[Phrase grounding data]
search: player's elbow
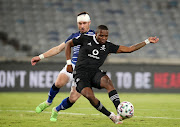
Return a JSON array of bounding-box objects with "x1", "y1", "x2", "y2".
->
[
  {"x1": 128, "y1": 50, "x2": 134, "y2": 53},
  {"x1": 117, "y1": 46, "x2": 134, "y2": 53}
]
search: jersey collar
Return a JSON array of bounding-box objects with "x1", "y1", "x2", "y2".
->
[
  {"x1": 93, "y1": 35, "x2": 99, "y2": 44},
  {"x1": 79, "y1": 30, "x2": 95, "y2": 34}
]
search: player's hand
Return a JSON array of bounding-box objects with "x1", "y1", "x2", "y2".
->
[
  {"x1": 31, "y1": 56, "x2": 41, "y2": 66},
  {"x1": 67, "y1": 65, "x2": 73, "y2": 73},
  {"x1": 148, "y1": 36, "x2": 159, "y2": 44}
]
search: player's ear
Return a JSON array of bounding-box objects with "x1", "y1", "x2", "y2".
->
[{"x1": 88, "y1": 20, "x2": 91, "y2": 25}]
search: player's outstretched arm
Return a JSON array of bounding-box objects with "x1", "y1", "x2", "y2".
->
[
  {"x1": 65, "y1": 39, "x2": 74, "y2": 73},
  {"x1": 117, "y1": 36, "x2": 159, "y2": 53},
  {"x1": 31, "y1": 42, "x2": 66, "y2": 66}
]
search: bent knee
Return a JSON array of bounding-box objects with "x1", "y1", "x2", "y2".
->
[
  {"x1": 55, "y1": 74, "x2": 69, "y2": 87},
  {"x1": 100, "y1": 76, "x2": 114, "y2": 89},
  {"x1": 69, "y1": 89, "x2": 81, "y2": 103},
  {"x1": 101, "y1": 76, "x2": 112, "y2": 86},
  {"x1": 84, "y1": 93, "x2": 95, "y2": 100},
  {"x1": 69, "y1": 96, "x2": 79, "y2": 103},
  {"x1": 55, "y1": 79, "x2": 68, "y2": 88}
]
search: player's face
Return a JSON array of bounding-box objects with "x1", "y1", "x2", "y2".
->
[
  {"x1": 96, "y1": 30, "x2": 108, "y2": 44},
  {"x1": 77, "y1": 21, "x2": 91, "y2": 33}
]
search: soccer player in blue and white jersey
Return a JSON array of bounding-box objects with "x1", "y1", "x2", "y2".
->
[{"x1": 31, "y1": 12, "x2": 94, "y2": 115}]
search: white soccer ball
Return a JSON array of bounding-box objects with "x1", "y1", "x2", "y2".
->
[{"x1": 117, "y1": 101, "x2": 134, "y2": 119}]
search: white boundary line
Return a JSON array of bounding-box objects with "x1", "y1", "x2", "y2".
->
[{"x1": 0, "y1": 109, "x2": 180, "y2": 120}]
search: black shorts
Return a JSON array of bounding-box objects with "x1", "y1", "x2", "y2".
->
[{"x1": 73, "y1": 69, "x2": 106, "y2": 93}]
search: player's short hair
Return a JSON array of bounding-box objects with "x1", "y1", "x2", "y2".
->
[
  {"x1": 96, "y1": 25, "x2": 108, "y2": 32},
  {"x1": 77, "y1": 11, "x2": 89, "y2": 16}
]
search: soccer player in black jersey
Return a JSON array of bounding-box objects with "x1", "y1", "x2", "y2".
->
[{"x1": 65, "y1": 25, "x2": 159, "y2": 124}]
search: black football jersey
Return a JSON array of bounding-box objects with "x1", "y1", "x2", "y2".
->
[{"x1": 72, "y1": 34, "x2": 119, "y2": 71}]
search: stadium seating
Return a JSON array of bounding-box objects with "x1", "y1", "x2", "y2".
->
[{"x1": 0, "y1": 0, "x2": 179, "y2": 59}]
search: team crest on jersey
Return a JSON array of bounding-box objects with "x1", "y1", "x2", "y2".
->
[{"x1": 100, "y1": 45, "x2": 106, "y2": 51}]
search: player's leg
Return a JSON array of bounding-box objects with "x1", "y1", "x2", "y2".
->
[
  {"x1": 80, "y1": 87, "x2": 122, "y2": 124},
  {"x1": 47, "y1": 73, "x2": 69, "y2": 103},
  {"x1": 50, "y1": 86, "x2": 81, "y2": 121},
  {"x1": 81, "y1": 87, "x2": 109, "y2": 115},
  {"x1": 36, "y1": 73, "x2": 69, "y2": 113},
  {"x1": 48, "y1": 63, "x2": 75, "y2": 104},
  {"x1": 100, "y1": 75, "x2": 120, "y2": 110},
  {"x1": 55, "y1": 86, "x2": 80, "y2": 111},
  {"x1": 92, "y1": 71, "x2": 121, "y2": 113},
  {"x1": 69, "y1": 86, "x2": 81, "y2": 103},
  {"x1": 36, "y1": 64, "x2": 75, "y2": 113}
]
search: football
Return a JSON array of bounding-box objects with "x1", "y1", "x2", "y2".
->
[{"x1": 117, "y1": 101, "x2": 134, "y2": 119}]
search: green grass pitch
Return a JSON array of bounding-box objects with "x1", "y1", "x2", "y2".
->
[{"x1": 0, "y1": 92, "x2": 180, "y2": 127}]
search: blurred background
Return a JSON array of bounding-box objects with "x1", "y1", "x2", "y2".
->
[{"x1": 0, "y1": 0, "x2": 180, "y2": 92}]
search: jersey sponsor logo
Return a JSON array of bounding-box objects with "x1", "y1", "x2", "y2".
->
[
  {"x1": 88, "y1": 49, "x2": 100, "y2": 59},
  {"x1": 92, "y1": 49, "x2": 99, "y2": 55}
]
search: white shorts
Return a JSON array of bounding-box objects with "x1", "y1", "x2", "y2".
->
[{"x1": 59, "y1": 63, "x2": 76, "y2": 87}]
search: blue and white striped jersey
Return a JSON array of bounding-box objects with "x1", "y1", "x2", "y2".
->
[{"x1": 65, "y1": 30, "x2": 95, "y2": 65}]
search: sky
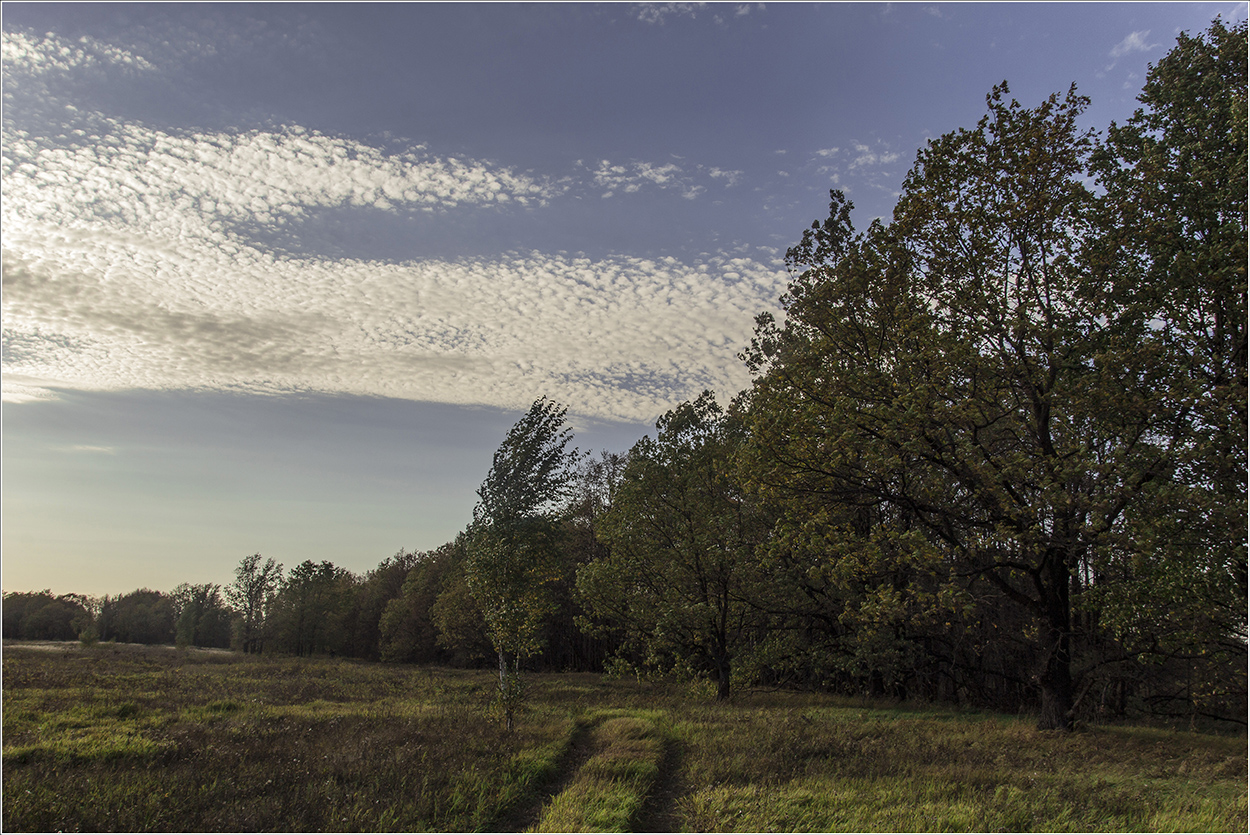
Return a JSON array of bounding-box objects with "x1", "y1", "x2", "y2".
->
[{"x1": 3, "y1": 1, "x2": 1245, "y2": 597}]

...

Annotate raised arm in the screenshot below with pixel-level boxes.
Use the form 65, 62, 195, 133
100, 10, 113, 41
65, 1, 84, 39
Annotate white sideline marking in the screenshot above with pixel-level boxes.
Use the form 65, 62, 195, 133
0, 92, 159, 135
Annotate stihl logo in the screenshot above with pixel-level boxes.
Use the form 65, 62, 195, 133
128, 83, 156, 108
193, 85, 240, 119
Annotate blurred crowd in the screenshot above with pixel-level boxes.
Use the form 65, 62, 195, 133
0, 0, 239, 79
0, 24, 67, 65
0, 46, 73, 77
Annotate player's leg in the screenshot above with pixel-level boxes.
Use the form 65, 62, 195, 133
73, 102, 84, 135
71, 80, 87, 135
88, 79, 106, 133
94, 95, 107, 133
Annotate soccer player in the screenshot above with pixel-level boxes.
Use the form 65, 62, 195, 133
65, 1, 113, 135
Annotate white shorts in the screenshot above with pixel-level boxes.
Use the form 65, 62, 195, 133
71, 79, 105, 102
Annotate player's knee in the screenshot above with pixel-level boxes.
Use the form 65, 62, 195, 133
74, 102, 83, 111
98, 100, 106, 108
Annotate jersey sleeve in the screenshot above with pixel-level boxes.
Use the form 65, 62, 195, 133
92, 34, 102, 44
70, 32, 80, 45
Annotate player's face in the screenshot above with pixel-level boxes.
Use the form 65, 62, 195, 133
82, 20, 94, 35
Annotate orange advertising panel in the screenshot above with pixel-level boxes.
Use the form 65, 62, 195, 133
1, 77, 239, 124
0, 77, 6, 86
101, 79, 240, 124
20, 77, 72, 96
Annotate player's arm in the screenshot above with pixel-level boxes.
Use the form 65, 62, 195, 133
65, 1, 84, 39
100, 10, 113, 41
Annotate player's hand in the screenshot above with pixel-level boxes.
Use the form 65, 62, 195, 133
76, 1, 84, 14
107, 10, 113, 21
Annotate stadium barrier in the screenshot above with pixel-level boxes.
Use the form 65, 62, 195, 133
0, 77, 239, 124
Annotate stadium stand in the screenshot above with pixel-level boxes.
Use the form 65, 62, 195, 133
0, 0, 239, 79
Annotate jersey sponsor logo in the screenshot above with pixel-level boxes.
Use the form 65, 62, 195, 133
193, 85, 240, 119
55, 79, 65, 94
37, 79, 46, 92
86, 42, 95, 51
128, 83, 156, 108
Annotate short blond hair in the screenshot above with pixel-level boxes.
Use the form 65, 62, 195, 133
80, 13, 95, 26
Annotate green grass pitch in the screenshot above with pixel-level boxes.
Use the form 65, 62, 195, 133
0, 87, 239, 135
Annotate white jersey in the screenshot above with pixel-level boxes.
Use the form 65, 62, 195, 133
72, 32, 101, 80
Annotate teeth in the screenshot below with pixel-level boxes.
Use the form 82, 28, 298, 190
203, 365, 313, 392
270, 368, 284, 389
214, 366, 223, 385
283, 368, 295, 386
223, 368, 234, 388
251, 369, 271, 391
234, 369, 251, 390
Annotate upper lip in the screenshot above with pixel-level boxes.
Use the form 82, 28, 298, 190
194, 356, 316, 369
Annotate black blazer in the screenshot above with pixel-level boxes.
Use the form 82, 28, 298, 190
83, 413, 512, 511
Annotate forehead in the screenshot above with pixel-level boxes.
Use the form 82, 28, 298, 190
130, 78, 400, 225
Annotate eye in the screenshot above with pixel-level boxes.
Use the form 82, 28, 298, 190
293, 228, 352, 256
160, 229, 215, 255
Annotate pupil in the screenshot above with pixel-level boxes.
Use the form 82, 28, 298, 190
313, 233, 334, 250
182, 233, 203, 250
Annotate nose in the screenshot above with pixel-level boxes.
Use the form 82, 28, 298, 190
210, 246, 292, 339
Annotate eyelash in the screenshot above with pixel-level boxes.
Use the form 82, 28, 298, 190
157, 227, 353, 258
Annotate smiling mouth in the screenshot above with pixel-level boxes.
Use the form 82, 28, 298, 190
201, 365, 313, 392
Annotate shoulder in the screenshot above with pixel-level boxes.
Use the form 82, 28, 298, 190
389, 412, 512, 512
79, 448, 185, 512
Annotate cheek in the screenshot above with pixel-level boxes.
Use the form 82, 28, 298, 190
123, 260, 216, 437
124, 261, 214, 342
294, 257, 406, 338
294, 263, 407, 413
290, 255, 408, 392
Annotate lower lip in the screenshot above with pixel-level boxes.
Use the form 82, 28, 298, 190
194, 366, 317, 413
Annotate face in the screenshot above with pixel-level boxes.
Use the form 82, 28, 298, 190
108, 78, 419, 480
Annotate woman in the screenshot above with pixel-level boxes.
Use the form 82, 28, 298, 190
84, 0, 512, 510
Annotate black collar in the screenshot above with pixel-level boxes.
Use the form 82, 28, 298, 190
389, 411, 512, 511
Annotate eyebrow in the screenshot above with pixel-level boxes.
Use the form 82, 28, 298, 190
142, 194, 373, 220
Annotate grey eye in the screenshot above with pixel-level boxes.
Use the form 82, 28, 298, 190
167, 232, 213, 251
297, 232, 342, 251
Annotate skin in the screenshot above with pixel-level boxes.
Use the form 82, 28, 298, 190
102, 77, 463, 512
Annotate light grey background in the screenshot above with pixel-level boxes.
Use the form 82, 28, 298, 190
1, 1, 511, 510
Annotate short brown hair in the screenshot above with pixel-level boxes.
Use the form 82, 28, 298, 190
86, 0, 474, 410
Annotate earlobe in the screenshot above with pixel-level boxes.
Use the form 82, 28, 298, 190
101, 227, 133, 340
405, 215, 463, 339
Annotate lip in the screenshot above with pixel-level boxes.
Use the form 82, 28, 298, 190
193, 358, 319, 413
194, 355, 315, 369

- **What the task asks**
Using the entries above, return exactly the lines from the line with "Annotate stadium barrier" to the line with "Annotate teeth in", counting both of those lines.

- **Worked solution**
Annotate stadium barrier in the screenshot above with pixel-level boxes.
Use the form 65, 62, 195, 133
0, 77, 239, 124
Annotate stadium stand in the screenshot above with pixel-level boxes.
Use the form 65, 62, 195, 133
0, 0, 239, 79
Annotate jersey sponsor logo in the screenshot above with pixel-level boxes.
Use the form 65, 62, 195, 133
193, 85, 240, 119
55, 79, 65, 94
37, 79, 46, 92
86, 42, 95, 51
128, 83, 156, 108
Annotate short blond hair in the screenshot above with pixel-level boxes.
Use the form 65, 62, 195, 133
80, 13, 95, 26
Annotate green grass pitch in the screenshot above with pixel-level boxes.
Use the form 65, 62, 195, 133
0, 87, 239, 135
Annotate white jersey in the screenshot above with pixel-level boxes.
Use the form 65, 62, 195, 133
72, 32, 101, 80
Annotate teeth in the screenshot below with pixel-level boxes.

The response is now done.